▸ **SOURCE DATA**:

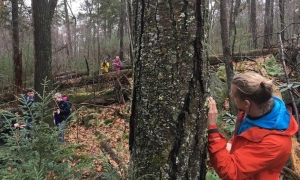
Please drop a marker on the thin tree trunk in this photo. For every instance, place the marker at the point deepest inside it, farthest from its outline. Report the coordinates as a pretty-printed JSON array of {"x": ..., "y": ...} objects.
[
  {"x": 43, "y": 11},
  {"x": 17, "y": 56},
  {"x": 282, "y": 23},
  {"x": 253, "y": 25},
  {"x": 68, "y": 28},
  {"x": 122, "y": 23},
  {"x": 226, "y": 49},
  {"x": 267, "y": 25}
]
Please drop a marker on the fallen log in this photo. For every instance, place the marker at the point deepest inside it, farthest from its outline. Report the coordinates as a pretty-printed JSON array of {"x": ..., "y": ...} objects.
[
  {"x": 98, "y": 79},
  {"x": 238, "y": 56},
  {"x": 70, "y": 76}
]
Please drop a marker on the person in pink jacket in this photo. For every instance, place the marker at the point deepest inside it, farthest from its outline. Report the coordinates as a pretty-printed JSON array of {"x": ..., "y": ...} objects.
[{"x": 262, "y": 142}]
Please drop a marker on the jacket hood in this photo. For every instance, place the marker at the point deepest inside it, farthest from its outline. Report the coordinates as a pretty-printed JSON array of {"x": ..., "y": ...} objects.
[{"x": 277, "y": 119}]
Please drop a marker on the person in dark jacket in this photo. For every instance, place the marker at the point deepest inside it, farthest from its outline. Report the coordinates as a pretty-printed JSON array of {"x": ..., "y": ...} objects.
[
  {"x": 26, "y": 105},
  {"x": 62, "y": 112},
  {"x": 8, "y": 122}
]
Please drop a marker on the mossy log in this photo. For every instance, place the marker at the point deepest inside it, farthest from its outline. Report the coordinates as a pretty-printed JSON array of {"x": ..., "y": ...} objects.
[
  {"x": 98, "y": 79},
  {"x": 238, "y": 56}
]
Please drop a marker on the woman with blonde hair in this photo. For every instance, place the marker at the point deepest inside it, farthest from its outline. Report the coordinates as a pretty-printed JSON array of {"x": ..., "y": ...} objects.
[{"x": 262, "y": 142}]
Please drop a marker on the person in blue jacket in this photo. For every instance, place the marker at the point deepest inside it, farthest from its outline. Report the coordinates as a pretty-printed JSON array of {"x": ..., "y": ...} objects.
[{"x": 61, "y": 114}]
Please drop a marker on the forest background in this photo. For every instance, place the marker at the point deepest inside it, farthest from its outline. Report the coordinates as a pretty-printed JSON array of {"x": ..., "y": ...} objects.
[{"x": 51, "y": 39}]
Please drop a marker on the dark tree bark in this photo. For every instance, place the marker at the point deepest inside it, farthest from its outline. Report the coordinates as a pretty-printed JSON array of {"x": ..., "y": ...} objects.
[
  {"x": 168, "y": 118},
  {"x": 232, "y": 27},
  {"x": 282, "y": 23},
  {"x": 268, "y": 23},
  {"x": 42, "y": 12},
  {"x": 226, "y": 48},
  {"x": 17, "y": 56},
  {"x": 70, "y": 49},
  {"x": 122, "y": 25},
  {"x": 253, "y": 25}
]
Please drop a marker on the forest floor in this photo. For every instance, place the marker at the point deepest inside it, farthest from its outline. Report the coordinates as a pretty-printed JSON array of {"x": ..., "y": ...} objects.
[{"x": 103, "y": 132}]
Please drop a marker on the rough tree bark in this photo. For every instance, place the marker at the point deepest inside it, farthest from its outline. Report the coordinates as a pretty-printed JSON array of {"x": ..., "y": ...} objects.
[
  {"x": 168, "y": 118},
  {"x": 122, "y": 24},
  {"x": 268, "y": 23},
  {"x": 42, "y": 12},
  {"x": 253, "y": 25},
  {"x": 282, "y": 23},
  {"x": 70, "y": 49},
  {"x": 226, "y": 49},
  {"x": 17, "y": 56}
]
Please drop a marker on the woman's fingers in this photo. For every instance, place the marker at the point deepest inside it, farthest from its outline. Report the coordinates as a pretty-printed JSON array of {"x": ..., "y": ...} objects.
[
  {"x": 212, "y": 105},
  {"x": 213, "y": 112}
]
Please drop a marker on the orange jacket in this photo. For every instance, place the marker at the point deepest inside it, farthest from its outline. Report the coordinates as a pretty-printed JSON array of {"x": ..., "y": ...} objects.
[{"x": 256, "y": 154}]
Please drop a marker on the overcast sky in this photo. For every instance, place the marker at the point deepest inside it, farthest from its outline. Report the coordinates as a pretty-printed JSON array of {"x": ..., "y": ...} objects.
[{"x": 75, "y": 4}]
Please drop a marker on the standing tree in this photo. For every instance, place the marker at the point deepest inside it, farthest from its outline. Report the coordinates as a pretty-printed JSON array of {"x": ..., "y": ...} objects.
[
  {"x": 226, "y": 47},
  {"x": 17, "y": 56},
  {"x": 168, "y": 118},
  {"x": 121, "y": 28},
  {"x": 282, "y": 23},
  {"x": 43, "y": 11},
  {"x": 268, "y": 23},
  {"x": 70, "y": 49},
  {"x": 252, "y": 24}
]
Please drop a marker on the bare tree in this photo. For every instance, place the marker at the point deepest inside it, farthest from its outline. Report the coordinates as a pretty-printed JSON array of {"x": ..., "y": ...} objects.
[
  {"x": 70, "y": 50},
  {"x": 252, "y": 24},
  {"x": 43, "y": 11},
  {"x": 17, "y": 56},
  {"x": 226, "y": 48},
  {"x": 268, "y": 23},
  {"x": 121, "y": 28},
  {"x": 168, "y": 119}
]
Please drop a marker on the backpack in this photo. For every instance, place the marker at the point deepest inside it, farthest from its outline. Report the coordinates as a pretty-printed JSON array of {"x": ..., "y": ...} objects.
[{"x": 66, "y": 99}]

▸ **EXERCISE AIM**: Please give back, word for word, the lines of the material starting at the line that contains "Please drop a marker on the bare" and ending at the last line of the material, both included.

▸ **EXPECTED ANSWER**:
Please drop a marker on the bare tree in this photo. For every instance, place the marker at the point deepest inside it, farthest from its outline. Report the coordinates as a pretty-printed JSON array of {"x": ..., "y": ...} objects.
[
  {"x": 70, "y": 50},
  {"x": 252, "y": 24},
  {"x": 43, "y": 11},
  {"x": 17, "y": 56},
  {"x": 226, "y": 48},
  {"x": 268, "y": 23},
  {"x": 121, "y": 28},
  {"x": 168, "y": 119}
]
Please drop a marker on the backpack in this photo. For every instance, place the marker at the point deepest inside it, farthest from its outline. Report the coordinates as a pretty-printed JSON array of {"x": ..., "y": ...} objects.
[{"x": 66, "y": 99}]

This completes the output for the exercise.